▶

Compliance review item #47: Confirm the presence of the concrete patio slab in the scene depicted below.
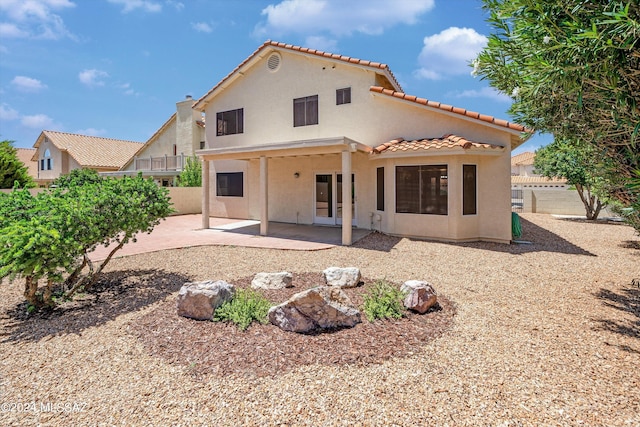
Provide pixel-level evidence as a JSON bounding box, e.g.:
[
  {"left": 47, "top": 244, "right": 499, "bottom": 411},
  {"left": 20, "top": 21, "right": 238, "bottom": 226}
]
[{"left": 91, "top": 214, "right": 370, "bottom": 261}]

◀

• Instructions for the task:
Render the lines above as a numbered list, skipping any blank lines and leaving out the picture.

• Full solution:
1. Compliance review item #47: Confirm the presence of the concrete patio slab in the scene depicted below.
2. Provide pixel-level evidence as a JSON bounding box, e.g.:
3. [
4.   {"left": 47, "top": 244, "right": 499, "bottom": 411},
5.   {"left": 20, "top": 21, "right": 238, "bottom": 226}
6. ]
7. [{"left": 91, "top": 214, "right": 370, "bottom": 261}]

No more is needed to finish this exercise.